--- EXCERPT PROVIDED Enclosed Below ---

Strengths and limitationsA key strength of this paper is its scale; using the OpenSAFELY platform we have been able to access raw, pseudonymised, single-event-level clinical events for >24 million patients in England, who are registered at NHS GP practices, that use TPP software. This allowed us to explore medication usage, diagnostic events and salient clinical and demographic information, including ethnicity, age and scores of deprivation.
There are, however, limitations to note. ITSA is a strong quasiexperimental study design that can help address confounding by using each population as its own control. But this uncontrolled ITSA cannot address competing risks. Greater awareness around inappropriate prescribing, for example, National Institute for Health and Care Excellence guidance that antidepressants should not be offered as first-line treatment for mild depression, is a competing factor that could have impacted prescribing at the same time as COVID-19. A future-controlled ITSA comparing those with severe versus non-severe depression could help contextualise this effect. Pragmatically, we assumed antidepressant prescriptions would be issued on a 4-week interval. If some patients are non-compliant or have longer prescribing intervals, their medications may not be issued every month. If the level of non-compliance changed over the course of our study or doctors changed their repeat prescribing practice, this could have impacted our results.

--- End of Enclosed EXCERPT PROVIDED ---
--- RECORDED INFORMATION Enclosed Below ---

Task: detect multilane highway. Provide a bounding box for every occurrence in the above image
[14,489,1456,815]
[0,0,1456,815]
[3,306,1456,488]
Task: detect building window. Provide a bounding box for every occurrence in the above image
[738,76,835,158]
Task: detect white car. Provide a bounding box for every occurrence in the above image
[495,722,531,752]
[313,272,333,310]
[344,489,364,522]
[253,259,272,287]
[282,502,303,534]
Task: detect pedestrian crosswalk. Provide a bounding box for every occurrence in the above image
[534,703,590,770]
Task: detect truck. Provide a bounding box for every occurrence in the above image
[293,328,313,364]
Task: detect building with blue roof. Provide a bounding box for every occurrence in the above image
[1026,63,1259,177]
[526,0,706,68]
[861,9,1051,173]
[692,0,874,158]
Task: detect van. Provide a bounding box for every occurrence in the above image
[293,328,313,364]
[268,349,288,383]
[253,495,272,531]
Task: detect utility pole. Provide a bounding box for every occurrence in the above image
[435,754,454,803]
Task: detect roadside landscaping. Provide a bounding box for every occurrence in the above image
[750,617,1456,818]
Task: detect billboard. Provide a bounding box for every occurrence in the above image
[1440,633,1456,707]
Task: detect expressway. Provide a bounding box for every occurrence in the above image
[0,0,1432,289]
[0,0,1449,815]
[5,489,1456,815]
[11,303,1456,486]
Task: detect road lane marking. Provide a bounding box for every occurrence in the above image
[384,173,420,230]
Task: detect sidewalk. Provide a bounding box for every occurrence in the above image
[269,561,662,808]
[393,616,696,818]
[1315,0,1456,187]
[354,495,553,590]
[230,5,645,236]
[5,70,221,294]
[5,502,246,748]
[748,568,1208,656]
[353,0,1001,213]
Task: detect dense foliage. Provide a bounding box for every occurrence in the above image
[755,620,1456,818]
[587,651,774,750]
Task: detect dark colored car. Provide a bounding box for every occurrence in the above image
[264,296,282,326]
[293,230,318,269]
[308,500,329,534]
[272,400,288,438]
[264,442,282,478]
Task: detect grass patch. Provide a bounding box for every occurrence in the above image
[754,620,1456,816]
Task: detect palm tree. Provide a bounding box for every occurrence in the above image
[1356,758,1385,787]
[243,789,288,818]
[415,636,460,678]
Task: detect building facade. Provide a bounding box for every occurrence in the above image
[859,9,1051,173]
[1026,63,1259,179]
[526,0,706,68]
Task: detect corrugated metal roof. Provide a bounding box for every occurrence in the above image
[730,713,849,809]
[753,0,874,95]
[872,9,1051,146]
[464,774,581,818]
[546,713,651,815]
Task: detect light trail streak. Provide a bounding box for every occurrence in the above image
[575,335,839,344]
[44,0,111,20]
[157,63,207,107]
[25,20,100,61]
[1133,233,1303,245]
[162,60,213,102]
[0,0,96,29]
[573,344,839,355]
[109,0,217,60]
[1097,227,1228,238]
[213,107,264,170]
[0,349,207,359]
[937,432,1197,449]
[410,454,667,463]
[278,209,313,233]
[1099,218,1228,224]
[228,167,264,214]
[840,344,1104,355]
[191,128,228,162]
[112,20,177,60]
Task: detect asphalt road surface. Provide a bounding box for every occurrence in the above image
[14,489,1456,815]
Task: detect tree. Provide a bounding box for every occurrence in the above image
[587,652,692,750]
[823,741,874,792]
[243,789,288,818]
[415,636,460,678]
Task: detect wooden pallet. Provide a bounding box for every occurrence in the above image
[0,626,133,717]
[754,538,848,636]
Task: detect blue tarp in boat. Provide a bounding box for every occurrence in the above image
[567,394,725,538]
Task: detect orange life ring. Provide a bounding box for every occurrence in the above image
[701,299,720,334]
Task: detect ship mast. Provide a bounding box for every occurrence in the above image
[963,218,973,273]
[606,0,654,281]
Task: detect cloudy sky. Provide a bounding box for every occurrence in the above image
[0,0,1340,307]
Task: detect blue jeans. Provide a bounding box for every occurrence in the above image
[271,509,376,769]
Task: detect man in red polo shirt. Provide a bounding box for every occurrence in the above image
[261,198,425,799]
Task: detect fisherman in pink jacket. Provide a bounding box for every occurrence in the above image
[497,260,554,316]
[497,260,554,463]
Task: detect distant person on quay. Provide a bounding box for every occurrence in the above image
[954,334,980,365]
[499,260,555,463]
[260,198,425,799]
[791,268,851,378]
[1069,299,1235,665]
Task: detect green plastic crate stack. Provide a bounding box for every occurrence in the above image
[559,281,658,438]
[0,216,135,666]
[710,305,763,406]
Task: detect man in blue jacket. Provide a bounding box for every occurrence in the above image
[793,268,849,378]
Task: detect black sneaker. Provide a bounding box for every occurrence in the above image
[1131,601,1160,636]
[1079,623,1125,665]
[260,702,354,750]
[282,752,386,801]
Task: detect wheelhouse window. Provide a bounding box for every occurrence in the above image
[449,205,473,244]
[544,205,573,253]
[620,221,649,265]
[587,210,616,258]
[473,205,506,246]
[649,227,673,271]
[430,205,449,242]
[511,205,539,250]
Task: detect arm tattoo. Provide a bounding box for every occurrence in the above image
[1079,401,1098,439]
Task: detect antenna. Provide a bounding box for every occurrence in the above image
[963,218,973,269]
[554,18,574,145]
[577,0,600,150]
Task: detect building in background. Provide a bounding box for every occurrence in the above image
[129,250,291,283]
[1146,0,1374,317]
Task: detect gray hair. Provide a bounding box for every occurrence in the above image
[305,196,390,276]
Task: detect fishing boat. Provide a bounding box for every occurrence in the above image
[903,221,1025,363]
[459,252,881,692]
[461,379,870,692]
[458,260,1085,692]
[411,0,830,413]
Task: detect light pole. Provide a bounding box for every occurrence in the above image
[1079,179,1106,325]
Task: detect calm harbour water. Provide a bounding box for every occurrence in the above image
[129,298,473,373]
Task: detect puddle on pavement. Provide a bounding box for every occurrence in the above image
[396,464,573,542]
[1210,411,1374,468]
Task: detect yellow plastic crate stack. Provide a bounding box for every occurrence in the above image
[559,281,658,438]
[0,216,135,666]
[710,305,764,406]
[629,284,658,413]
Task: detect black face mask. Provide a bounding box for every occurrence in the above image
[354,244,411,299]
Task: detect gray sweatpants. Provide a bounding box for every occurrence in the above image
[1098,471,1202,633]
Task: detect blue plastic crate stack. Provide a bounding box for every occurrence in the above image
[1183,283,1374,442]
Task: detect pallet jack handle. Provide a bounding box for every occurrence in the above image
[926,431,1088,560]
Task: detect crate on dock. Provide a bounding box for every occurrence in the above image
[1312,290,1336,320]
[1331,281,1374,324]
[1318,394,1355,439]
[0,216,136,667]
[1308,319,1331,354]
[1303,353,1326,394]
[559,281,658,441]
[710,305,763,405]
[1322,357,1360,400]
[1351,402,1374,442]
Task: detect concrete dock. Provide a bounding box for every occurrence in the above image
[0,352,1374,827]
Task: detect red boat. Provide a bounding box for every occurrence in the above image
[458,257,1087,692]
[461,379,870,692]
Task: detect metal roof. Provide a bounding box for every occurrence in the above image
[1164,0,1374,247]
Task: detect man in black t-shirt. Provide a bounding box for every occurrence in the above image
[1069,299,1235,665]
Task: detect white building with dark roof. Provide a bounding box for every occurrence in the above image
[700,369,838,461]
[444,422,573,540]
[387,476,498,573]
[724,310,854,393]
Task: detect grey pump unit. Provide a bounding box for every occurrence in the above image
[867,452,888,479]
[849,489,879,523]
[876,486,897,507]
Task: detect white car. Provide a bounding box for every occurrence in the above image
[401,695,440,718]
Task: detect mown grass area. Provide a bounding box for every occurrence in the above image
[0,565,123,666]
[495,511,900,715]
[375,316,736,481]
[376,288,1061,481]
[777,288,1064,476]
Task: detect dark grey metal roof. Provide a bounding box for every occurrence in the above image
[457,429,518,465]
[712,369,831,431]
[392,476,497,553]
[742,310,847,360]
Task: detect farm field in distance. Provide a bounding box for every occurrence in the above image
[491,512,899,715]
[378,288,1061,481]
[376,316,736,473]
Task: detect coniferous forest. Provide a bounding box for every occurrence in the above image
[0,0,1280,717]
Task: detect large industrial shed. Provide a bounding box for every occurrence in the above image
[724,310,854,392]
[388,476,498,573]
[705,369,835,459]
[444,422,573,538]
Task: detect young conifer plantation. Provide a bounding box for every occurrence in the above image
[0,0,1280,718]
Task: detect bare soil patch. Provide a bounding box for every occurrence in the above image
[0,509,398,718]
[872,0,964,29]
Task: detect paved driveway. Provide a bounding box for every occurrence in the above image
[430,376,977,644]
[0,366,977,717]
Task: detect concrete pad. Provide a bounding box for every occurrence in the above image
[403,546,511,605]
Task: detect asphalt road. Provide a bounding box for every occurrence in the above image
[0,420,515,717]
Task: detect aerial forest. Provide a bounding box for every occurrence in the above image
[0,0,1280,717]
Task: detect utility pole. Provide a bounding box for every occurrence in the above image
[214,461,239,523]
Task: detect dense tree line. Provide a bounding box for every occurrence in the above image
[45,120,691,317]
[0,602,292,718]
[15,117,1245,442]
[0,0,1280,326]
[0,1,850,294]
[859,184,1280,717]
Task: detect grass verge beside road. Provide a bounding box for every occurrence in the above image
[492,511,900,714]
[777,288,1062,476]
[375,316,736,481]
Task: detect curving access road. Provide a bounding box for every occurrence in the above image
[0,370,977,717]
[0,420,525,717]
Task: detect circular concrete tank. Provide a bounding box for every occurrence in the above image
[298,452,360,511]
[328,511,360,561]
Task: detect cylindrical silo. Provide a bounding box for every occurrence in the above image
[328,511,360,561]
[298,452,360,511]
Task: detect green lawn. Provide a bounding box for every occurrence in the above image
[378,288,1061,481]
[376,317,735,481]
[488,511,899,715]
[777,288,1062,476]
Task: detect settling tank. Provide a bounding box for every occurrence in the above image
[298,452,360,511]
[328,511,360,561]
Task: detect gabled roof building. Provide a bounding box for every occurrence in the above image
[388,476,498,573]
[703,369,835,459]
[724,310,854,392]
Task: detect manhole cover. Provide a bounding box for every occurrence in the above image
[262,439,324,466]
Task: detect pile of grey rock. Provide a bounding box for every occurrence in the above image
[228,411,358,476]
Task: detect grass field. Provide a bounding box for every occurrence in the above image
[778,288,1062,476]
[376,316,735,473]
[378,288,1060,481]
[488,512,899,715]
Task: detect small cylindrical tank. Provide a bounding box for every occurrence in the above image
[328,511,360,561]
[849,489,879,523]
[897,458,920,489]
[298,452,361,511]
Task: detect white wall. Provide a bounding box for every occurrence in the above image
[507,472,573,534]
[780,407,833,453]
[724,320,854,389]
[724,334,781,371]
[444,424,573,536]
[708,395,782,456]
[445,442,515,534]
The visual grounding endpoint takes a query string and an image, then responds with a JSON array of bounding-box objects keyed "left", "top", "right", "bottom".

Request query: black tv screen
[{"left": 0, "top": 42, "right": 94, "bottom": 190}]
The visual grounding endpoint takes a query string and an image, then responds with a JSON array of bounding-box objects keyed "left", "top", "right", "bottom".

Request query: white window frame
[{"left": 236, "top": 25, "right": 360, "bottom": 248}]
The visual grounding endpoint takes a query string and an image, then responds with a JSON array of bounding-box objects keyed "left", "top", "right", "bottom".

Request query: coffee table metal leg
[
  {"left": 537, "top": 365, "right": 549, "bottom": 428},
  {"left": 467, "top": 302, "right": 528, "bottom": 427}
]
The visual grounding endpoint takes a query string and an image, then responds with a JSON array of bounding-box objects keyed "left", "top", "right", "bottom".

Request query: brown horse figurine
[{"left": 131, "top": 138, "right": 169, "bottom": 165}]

--- End of Enclosed RECORDED INFORMATION ---

# WHAT YOU NEED TO DO:
Resume the strengths-and-limitations passage on antidepressant prescribing during COVID-19, starting right after its final sentence.

# ANSWER FOR THIS EXERCISE:
This research relies on accurate recording of diagnosis and clinical events within primary care records, but this is a limitation of all large Electronic Health Record database projects. Finally, this study describes rates of antidepressant prescribing, which may vary slightly from rates of dispensing or usage. However, within our sensitivity analysis, we have compared our findings with rates of antidepressant dispensing (OpenPrescribing data) and found the overall prescribing result to be similar.
Policy implications and interpretationIn 2021, a national review by the chief pharmaceutical officer estimated that up to 10% of all medicines prescribed within the UK are no longer needed or not appropriate for continued use.26 This review highlighted a systemic problem of medicines issued without a documented indication. Our findings concur with this review, as we saw that up to one-third of patients issued an antidepressant do not have a diagnosis of depression or anxiety recorded within their notes, and this problem is even more prevalent in those with a diagnosis of learning disability. It is possible that GPs may have recorded other indications or recorded indications in free text.
In 2016, the STOMP initiative was launched whose4 aim was to reduce overprescribing of psychotropic medicines within the learning disability and autism populations. While it is positive to see that the pandemic did not trigger a large increase in antidepressant prescribing in those with learning disability or autism, we saw a significant increase in new antidepressant prescribing in patients who live in care homes, a particularly vulnerable group that includes those with learning disability. We need to continue to focus on these vulnerable populations to ensure that antidepressants are used appropriately.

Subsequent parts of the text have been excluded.